WHAT NEEDS TO BE DONE - Please set down the data word for word; images do not go in the copy.

Data excerpts:
□ □ □ □ □ □ □

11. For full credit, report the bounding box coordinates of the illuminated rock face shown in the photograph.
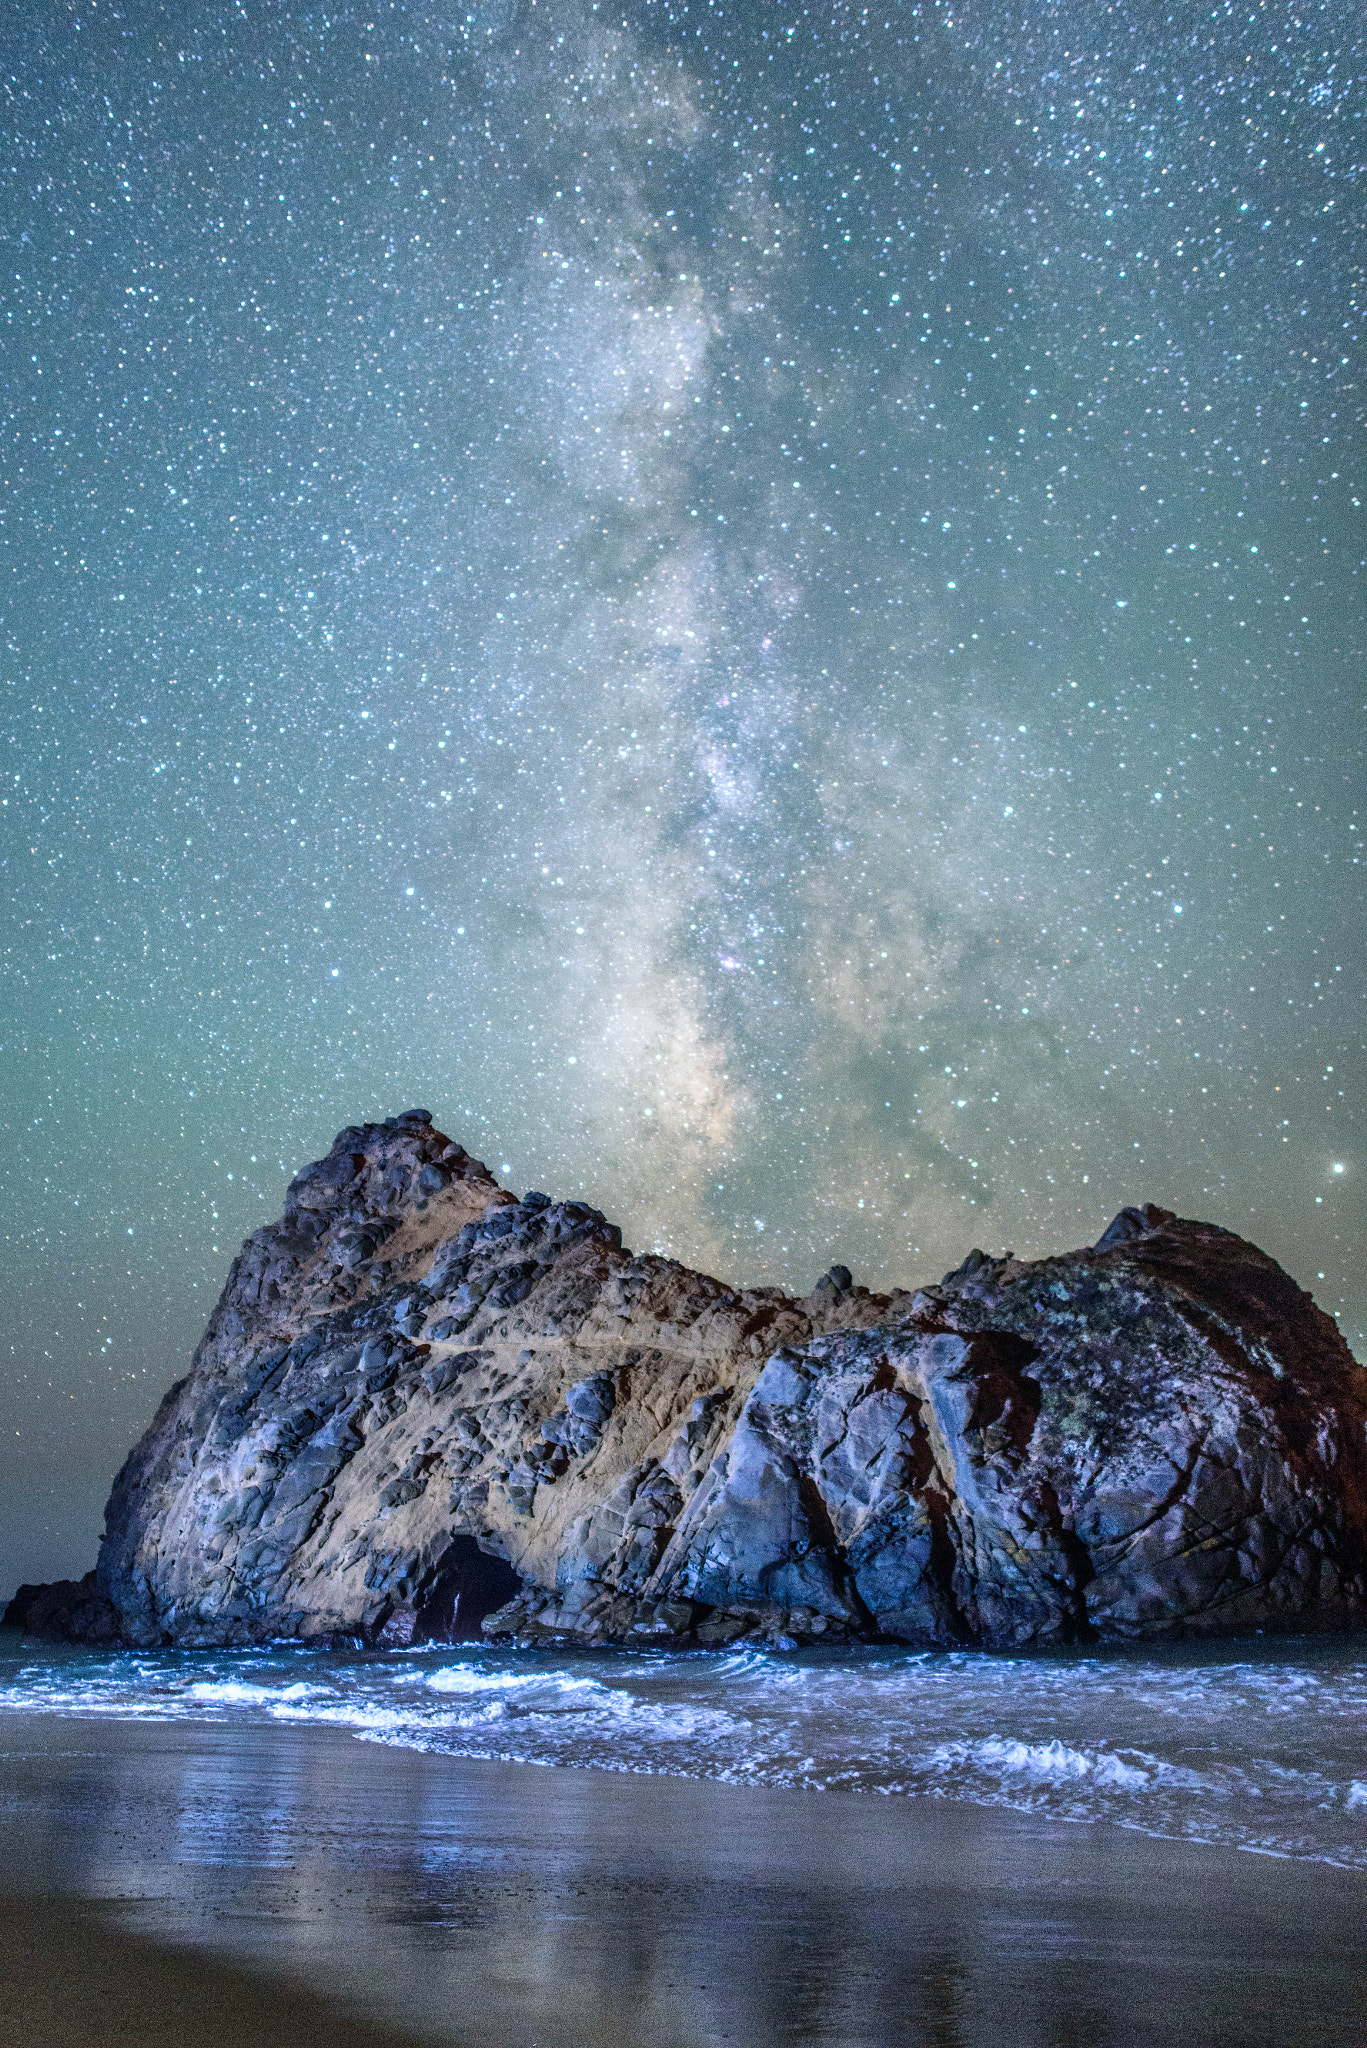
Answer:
[16,1115,1367,1650]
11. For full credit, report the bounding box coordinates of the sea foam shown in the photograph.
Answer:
[2,1635,1365,1868]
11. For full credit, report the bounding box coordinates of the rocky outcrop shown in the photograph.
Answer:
[10,1115,1367,1651]
[2,1571,121,1644]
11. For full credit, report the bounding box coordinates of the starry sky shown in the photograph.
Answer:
[1,0,1361,1591]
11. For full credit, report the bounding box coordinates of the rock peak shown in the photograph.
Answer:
[1093,1202,1179,1251]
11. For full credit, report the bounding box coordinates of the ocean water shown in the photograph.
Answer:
[2,1633,1364,1871]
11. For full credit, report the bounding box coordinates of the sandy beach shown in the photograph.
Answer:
[2,1891,427,2048]
[0,1711,1363,2047]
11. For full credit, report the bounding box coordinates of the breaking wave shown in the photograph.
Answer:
[2,1633,1365,1867]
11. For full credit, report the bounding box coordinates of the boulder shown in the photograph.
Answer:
[3,1571,121,1644]
[12,1112,1366,1651]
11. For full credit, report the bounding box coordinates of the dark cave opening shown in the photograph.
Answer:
[411,1537,524,1643]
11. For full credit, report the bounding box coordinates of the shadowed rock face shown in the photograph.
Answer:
[9,1115,1367,1650]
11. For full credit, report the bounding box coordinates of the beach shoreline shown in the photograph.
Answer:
[1,1708,1364,2046]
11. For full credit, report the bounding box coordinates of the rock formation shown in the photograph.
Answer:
[7,1111,1366,1649]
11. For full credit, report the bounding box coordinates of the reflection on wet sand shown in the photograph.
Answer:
[2,1713,1364,2047]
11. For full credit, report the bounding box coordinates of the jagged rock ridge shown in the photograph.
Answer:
[7,1114,1366,1650]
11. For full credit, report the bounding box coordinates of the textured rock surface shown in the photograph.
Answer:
[10,1117,1367,1650]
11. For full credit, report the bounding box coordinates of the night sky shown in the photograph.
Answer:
[2,0,1361,1591]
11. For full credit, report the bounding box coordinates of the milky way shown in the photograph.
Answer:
[1,0,1361,1585]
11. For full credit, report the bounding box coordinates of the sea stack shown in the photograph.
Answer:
[9,1110,1366,1650]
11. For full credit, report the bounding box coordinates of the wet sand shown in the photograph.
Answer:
[0,1711,1363,2047]
[1,1893,426,2047]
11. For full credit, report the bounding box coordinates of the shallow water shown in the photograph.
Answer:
[6,1713,1366,2048]
[4,1632,1365,1870]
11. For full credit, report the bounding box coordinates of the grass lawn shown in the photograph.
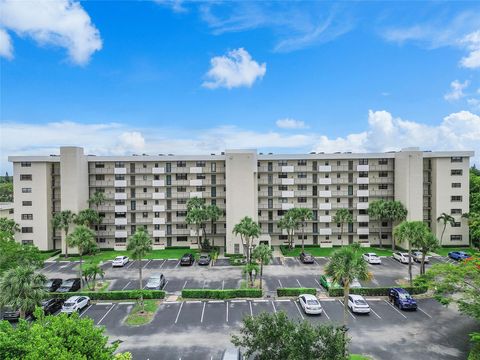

□ □ □ □ □ □ □

RESULT OF THIS EXERCISE -
11. For full credit, report the bounding box coordinates of the illuminated rock face shown in the photograph.
Answer:
[16,1115,1367,1650]
11. For full credit, report the bounding box coordinates of the sea foam shown in the photograph.
Answer:
[2,1635,1365,1868]
11. For full credit, report the bounding box coordinates of the rocky outcrop shown in the photograph.
Answer:
[10,1115,1367,1651]
[2,1571,121,1644]
11. For full credit, report the bounding box coordinates of the starry sky shown in the photograph.
Answer:
[1,0,1361,1591]
11. For full credit, report the bounding box coordinates of the rock peak shown in the photograph.
Answer:
[1093,1202,1179,1251]
11. For full credit, report the bounding box coordinates of the ocean water shown in the photograph.
Answer:
[2,1633,1364,1871]
11. For full credit, report the bounding box coordinates of the sandy beach shown in the photograph.
Answer:
[2,1891,427,2048]
[0,1711,1363,2047]
11. For full credit, report the bounding box coordinates of the breaking wave shown in the photograph.
Answer:
[2,1633,1365,1867]
11. For full credit, report the bounding box coordinates of the boulder shown in the photograph.
Answer:
[3,1571,121,1644]
[12,1112,1366,1651]
11. For full credit, report the bounding box coordinates of the dark cave opening shown in the photograph.
Answer:
[411,1537,524,1643]
11. For full credit, report the bounding box coordinates of the shadowed rock face shown in the photograph.
Answer:
[9,1115,1367,1650]
11. For full credit, report the bounding box coordinates of the beach shoreline shown in the photograph.
Answer:
[1,1708,1364,2046]
11. For full credit, report the bounding box coordinates of the rock formation shown in the photograph.
Answer:
[7,1111,1366,1649]
11. For full credit, report the bounding box coordinates of the reflection on wet sand shown in the photograph.
Answer:
[2,1713,1364,2047]
11. For full credit, report the bounding box coordinates of the jagged rock ridge shown in the photograph.
Answer:
[7,1114,1366,1650]
11. For full credit, report the bounding box coordinates of the textured rock surface shown in the photograph.
Answer:
[10,1117,1367,1650]
11. For full credit, report the bounding box coordinates of the night sky shown in the photograph.
Answer:
[2,0,1361,1591]
11. For full credit, report the bounding box coordinates of the milky way shown in the photograph.
Answer:
[1,0,1361,1585]
11. For full credit, report the bounding box coordinates of the sea stack shown in the photograph.
Answer:
[9,1110,1366,1650]
11. For full credit, report the bounding box coordinates of the wet sand shown in the photograph.
Answer:
[0,1711,1363,2047]
[1,1893,426,2047]
11. For full credit, report the bounding box coordinates of the shallow water shown in the photograph.
Answer:
[6,1713,1366,2048]
[4,1632,1365,1870]
11. For full credit, report the bounding box coordinates of the grass lawn shown in the photograph.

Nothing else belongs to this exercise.